--- Problem description ---
How many lines in the records contain the string "garden"? Reply with the number alone.

start

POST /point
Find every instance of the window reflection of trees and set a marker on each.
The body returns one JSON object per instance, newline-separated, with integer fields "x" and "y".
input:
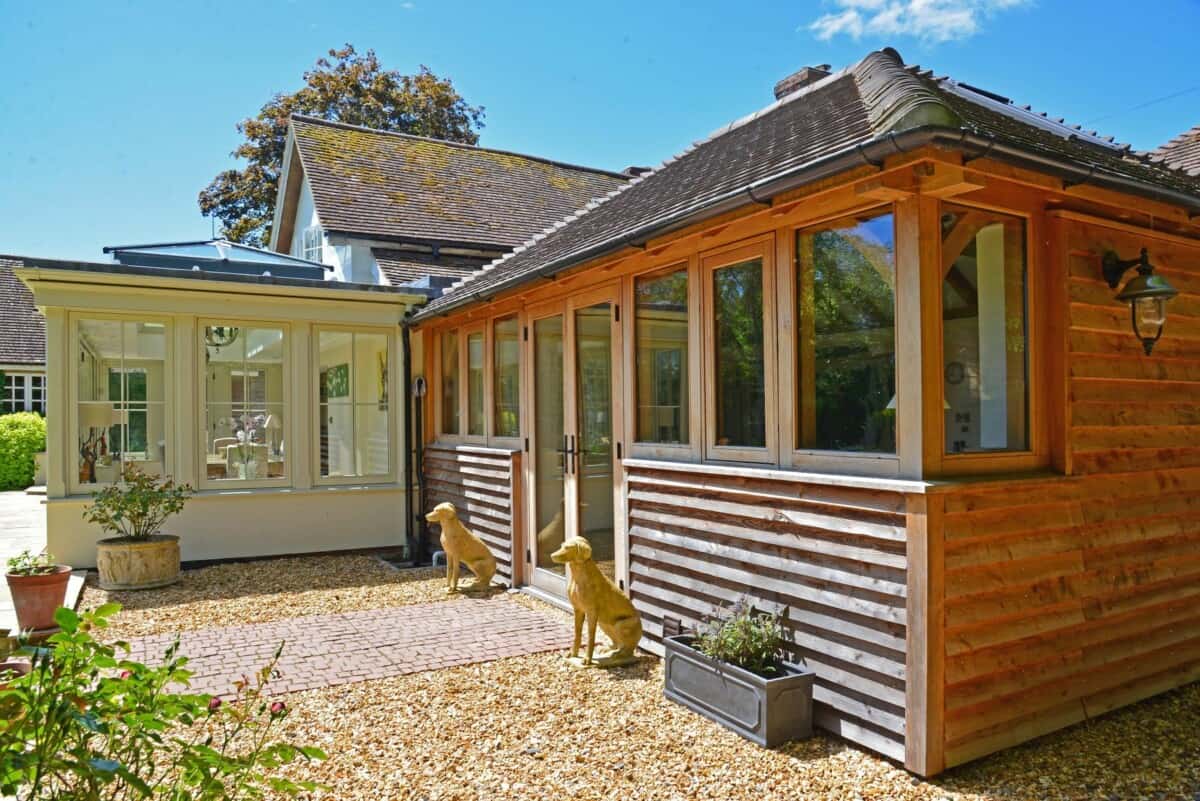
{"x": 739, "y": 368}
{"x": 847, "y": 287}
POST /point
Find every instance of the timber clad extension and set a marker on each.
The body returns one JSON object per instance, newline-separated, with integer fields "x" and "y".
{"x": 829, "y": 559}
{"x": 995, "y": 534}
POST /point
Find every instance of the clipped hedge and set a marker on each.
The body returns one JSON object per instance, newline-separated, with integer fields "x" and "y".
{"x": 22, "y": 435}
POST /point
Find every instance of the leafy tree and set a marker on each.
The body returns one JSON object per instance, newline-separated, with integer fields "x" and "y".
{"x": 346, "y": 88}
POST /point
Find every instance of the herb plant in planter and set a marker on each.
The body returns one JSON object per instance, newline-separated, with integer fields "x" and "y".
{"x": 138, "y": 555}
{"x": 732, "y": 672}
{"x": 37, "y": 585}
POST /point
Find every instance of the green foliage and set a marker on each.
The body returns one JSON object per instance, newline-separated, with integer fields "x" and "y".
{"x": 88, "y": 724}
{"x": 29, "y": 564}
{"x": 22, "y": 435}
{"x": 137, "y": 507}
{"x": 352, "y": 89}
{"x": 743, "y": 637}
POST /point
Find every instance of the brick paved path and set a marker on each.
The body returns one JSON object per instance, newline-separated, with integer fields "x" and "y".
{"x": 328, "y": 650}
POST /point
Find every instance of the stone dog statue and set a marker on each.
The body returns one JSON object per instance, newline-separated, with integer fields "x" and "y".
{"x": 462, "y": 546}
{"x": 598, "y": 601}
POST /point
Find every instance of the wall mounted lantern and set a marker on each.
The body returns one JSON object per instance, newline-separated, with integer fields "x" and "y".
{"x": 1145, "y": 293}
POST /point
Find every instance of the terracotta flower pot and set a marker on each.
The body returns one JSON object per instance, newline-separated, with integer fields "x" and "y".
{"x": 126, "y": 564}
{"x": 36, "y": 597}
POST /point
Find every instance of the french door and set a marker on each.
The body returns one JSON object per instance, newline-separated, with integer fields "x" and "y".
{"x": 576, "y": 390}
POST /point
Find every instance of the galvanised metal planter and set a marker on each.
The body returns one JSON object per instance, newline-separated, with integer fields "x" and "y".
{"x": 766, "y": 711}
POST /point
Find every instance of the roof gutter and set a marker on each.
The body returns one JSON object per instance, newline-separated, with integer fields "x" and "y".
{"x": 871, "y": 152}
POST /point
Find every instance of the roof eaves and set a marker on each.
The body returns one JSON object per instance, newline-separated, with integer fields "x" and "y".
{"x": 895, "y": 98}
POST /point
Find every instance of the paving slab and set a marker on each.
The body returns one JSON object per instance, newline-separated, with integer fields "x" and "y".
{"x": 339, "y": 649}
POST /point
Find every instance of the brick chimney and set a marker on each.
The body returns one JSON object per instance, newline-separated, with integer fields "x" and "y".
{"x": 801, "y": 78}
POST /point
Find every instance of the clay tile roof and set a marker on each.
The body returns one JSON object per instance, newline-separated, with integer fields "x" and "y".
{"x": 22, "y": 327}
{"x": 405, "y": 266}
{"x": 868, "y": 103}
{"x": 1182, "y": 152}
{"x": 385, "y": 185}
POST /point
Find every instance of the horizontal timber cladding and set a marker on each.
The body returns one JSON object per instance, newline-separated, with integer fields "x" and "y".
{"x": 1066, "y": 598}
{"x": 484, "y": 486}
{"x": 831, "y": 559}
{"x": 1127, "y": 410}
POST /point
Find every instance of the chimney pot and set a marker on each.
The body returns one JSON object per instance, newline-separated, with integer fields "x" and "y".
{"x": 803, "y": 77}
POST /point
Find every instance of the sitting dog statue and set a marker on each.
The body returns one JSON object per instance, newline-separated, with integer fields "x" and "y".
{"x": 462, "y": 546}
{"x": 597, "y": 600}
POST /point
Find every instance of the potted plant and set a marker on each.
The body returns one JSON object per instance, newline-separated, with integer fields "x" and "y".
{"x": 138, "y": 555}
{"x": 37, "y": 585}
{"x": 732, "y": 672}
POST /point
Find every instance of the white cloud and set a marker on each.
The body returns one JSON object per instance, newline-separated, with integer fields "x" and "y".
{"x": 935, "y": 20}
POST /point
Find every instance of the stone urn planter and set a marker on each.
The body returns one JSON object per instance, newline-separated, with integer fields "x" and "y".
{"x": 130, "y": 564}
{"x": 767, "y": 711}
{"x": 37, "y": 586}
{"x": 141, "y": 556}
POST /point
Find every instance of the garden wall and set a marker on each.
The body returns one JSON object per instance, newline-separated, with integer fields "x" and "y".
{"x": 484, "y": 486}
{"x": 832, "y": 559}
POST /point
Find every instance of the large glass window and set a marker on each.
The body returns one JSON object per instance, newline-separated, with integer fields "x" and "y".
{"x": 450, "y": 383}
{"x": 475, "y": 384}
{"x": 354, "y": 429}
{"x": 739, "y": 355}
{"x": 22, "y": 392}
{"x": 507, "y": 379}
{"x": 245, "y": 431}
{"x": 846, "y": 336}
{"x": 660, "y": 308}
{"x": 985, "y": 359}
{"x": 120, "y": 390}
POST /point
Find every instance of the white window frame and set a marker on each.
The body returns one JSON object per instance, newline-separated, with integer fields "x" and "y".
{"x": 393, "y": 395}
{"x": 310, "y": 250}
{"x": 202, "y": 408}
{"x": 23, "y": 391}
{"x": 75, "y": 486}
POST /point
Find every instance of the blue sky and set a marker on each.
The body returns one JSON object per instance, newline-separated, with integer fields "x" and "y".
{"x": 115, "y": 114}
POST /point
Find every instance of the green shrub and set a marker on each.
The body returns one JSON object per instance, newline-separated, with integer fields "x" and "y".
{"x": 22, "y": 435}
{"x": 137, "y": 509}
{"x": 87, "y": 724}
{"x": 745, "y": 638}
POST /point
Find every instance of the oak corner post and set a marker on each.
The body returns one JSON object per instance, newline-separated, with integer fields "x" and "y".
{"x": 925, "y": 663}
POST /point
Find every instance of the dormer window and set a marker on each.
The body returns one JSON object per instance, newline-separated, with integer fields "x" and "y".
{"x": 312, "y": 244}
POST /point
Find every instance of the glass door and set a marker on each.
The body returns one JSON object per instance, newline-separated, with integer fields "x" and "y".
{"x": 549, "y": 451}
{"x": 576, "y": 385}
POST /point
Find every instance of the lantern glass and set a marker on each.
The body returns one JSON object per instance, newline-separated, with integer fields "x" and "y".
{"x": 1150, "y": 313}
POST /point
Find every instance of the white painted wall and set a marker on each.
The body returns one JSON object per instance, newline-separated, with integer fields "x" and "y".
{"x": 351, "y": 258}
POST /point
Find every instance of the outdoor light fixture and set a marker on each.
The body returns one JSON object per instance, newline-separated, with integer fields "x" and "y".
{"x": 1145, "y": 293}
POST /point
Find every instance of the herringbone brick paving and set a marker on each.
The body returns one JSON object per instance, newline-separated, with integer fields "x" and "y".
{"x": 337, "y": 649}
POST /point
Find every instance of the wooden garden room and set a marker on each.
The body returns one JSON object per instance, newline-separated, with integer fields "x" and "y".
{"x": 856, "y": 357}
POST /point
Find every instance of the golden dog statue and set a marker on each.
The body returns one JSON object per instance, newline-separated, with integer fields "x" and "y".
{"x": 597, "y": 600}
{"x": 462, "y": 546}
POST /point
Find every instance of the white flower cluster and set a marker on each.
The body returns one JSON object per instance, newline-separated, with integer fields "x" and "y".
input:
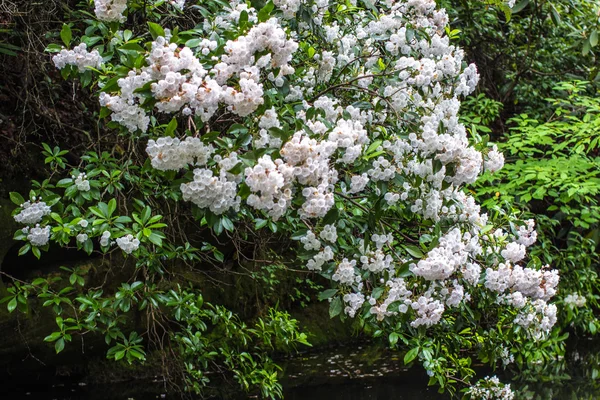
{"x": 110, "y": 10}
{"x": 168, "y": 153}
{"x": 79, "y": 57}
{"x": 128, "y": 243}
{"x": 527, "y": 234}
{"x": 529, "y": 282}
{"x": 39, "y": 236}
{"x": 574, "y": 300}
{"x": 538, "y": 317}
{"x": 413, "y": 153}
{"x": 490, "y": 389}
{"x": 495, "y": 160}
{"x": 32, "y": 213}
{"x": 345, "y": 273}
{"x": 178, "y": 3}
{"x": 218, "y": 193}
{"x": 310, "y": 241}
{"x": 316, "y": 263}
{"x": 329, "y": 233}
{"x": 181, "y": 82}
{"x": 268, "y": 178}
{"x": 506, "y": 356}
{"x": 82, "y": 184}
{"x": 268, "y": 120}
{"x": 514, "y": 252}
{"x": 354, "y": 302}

end

--- Reply ---
2